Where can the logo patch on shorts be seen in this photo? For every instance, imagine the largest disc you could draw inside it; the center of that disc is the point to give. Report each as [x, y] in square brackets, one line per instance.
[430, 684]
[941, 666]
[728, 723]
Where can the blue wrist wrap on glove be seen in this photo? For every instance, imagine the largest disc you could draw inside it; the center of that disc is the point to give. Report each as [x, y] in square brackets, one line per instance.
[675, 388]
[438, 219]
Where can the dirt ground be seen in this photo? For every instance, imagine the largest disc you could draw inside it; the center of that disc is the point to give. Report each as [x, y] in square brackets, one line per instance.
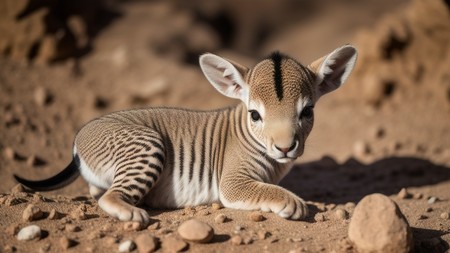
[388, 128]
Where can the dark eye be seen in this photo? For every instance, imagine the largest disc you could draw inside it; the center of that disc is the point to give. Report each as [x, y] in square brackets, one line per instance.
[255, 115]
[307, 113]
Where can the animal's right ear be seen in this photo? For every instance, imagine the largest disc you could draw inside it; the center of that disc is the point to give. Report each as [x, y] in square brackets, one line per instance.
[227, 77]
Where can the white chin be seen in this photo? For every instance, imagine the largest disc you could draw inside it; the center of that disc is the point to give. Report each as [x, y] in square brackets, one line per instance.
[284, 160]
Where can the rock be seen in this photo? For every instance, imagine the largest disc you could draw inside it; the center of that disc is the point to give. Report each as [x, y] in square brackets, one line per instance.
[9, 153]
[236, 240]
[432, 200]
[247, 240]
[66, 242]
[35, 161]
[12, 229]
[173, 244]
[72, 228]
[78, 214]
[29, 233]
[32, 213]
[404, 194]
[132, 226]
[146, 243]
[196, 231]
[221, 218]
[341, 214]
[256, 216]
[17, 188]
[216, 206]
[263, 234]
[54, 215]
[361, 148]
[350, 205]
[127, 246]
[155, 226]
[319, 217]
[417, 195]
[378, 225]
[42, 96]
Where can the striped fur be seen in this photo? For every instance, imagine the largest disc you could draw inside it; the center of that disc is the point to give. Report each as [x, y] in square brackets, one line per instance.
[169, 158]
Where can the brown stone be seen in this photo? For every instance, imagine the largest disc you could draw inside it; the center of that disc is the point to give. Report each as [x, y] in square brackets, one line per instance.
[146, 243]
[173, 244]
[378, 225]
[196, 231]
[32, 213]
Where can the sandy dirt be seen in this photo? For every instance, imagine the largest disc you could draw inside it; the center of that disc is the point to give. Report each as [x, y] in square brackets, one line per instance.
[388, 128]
---+---
PROBLEM TO WORK ON —
Output every line of the data above as a numbered list, skipping blank lines and leaving out any pictures.

TASK RESPONSE —
1. Where can the logo patch on shorts be seen in this photo? For every instance, imagine the largest disc you could draw inside it; the center of that disc is the point to give. Report each as [x, y] in square brackets, one line per instance.
2. [430, 684]
3. [941, 666]
4. [728, 723]
5. Where can the blue wrist wrap on glove be seen in this photo? For every instance, imagine the largest disc you could draw inside it; the center of that disc is the point to give. Report each as [x, y] in square brackets, one line per instance.
6. [675, 388]
7. [438, 219]
8. Where can the dirt ground be seen in this photo? For every instance, imagine the largest disc you could draw inside it; the center of that disc is the point to give. Report each as [x, y] in square brackets, one line per instance.
9. [388, 128]
10. Where can the dark eye be seen in this photo? For every instance, imagine the largest disc you could draw inside it; the center of that disc is the point to give. Report each as [x, y] in square brackets, one line per instance.
11. [255, 115]
12. [307, 113]
13. Where can the animal's right ear be seen in this photo? For every instance, imagine the largest disc you could draw inside it; the center of that disc is the point to give. Report each as [x, y] in square brackets, one line per instance.
14. [227, 77]
15. Where can the white chin be seen in this photo? For every instance, imagine the largest disc you could draw inside it; the center of that disc is the point to give. Report each as [x, y] in square brackets, one line per instance.
16. [284, 160]
17. Where can the rock be seen in this photo? For every instance, imagine the largest disc you could draw inside it; the center of that disc is the point to give. Report each as [x, y] in square brackets, one line per instance.
18. [9, 153]
19. [236, 240]
20. [432, 200]
21. [247, 240]
22. [66, 242]
23. [35, 161]
24. [12, 229]
25. [173, 244]
26. [72, 228]
27. [78, 214]
28. [29, 233]
29. [32, 213]
30. [404, 194]
31. [132, 226]
32. [146, 243]
33. [196, 231]
34. [221, 218]
35. [341, 214]
36. [256, 216]
37. [17, 188]
38. [216, 206]
39. [263, 234]
40. [54, 215]
41. [361, 148]
42. [350, 205]
43. [127, 246]
44. [155, 226]
45. [319, 217]
46. [417, 195]
47. [378, 225]
48. [42, 96]
49. Where can the striped fur be seen in this photo? For every instance, imagine the largest disc you could draw inside it; the center of that disc is the point to give. Report each as [x, y] in square brackets, one line per instance.
50. [169, 158]
51. Where can the brown stone be seen in this photo? For every instance, imagine the largest disc you could draw inside it; the center of that disc is the point to give. Report each as [x, y] in square brackets, one line per instance.
52. [146, 243]
53. [173, 244]
54. [378, 225]
55. [196, 231]
56. [32, 213]
57. Where can the sandy dirt be seen in this photo? For every instance, imagine the largest disc you could draw inside it; the center of that disc is the point to give. Report each as [x, y] in square brackets, one line per instance.
58. [388, 128]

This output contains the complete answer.